[Dataset rows]
[start]
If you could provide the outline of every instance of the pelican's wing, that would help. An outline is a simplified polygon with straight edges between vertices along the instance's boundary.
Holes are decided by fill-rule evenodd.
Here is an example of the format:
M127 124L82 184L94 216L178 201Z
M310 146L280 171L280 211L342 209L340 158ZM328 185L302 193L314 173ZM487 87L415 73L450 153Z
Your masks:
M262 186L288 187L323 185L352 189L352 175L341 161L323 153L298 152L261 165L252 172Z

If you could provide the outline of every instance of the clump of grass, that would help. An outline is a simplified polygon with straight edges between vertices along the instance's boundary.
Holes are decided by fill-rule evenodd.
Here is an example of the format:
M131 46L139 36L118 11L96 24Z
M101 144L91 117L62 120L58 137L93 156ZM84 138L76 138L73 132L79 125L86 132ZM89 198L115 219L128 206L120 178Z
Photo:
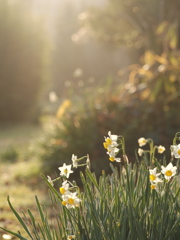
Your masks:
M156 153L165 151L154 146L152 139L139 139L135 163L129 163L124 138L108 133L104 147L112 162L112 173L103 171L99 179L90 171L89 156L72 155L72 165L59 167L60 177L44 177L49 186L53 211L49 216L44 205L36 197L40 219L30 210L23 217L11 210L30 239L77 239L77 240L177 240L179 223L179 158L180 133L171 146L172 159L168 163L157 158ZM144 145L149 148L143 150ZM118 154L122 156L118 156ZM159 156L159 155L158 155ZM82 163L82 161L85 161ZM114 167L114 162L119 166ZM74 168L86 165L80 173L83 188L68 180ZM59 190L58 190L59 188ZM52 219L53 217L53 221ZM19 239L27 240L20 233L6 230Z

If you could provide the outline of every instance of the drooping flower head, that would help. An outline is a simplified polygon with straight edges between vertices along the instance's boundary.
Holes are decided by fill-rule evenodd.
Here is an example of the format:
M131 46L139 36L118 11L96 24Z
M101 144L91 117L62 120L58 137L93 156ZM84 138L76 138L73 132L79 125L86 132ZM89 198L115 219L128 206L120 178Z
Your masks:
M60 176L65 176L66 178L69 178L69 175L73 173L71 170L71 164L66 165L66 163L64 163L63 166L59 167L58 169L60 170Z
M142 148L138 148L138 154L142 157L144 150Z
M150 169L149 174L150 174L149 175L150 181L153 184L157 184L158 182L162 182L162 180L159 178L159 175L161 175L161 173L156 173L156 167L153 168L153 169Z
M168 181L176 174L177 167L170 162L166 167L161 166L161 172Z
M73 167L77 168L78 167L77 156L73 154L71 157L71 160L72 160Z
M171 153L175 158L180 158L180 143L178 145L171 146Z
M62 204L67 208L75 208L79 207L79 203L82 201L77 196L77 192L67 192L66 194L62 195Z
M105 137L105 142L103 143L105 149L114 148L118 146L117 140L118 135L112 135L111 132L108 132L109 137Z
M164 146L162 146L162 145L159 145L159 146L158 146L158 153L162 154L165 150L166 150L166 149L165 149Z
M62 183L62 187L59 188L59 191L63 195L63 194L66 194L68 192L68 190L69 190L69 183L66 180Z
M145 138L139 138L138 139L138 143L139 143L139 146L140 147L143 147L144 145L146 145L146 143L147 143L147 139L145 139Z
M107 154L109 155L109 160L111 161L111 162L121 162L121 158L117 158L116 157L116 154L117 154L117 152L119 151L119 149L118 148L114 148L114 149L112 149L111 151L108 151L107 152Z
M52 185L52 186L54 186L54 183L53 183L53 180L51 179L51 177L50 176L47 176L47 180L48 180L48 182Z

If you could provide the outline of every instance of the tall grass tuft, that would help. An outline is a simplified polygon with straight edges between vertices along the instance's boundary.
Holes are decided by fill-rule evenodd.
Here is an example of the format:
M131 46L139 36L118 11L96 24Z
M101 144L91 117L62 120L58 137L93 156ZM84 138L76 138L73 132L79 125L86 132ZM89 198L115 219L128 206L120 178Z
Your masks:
[end]
[start]
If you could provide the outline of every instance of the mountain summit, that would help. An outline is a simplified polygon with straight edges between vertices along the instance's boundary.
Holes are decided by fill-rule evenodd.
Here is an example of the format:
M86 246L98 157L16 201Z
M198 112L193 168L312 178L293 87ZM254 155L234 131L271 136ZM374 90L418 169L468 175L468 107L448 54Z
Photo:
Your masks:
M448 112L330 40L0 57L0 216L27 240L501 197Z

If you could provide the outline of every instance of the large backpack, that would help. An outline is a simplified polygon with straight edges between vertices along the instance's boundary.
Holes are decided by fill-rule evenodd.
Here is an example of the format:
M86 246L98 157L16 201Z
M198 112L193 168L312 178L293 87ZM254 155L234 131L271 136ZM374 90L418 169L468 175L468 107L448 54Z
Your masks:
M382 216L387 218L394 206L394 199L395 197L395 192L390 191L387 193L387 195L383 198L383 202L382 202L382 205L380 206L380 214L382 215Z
[end]
Can you arrange the lines as a Markdown table with the columns Row and Line, beginning at the line containing "of the pelican's" and continuing through the line containing "M127 124L82 184L94 216L178 201Z", with any blank lines omitted?

Full response.
| Row | Line |
|---|---|
| 1 | If you could provide the outline of every instance of the pelican's wing, that would help. An outline is a simplified polygon with straight edges between vertices along the instance's boundary. |
| 2 | Holes are decided by fill-rule evenodd. |
| 3 | Here is an example of the format: |
| 4 | M127 124L82 184L94 216L178 201Z |